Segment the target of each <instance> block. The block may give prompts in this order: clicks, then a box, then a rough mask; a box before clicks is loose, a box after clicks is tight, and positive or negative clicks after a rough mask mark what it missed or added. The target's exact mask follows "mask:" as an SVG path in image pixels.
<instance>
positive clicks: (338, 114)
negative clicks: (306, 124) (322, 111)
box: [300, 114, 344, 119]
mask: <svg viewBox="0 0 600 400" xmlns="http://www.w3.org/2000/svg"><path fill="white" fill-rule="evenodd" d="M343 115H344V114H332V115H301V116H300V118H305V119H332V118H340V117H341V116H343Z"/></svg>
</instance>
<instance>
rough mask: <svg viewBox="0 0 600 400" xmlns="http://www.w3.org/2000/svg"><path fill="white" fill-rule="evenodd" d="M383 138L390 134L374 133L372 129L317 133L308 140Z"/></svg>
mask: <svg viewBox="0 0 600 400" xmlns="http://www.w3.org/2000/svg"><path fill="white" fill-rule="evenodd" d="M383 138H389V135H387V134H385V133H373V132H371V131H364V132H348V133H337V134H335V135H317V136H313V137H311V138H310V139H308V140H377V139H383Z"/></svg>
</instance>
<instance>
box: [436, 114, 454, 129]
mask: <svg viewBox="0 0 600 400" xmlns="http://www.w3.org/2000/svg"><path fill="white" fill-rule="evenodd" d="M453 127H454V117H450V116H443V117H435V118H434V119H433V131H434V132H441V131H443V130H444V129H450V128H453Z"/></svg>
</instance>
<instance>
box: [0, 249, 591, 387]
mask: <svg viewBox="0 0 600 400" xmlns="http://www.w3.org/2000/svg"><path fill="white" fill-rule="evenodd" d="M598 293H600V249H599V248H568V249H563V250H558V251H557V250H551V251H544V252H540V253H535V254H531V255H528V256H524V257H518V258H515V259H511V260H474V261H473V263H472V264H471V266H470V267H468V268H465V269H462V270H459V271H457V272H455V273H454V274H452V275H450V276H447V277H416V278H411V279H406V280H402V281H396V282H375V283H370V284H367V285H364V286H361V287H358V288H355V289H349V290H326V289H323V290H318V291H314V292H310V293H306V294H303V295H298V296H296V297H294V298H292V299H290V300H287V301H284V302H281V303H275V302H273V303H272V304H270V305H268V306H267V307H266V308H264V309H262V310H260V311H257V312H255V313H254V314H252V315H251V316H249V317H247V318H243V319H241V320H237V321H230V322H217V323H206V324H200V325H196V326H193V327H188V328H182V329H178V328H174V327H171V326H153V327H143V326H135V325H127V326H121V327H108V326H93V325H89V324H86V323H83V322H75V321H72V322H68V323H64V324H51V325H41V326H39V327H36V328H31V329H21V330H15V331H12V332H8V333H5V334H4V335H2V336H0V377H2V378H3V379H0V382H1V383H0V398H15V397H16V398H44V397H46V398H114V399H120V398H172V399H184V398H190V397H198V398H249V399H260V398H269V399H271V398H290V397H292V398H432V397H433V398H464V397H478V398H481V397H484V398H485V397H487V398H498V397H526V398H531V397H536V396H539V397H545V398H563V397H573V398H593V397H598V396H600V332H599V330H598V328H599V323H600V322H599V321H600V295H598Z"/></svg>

■ ■ ■ ■ ■

Activity> Wherever a line in the data above contains the word "clicks", copy that line.

Output below>
Segment the target of each <instance> block. The block may give prompts in this order: clicks, then a box, then a rough mask; a box before clicks is loose, a box after clicks is tight, and positive or negative clicks after a rough mask mark what it missed or added. The target's exact mask follows "mask:" as an SVG path in image pixels.
positive clicks: (338, 114)
negative clicks: (306, 124) (322, 111)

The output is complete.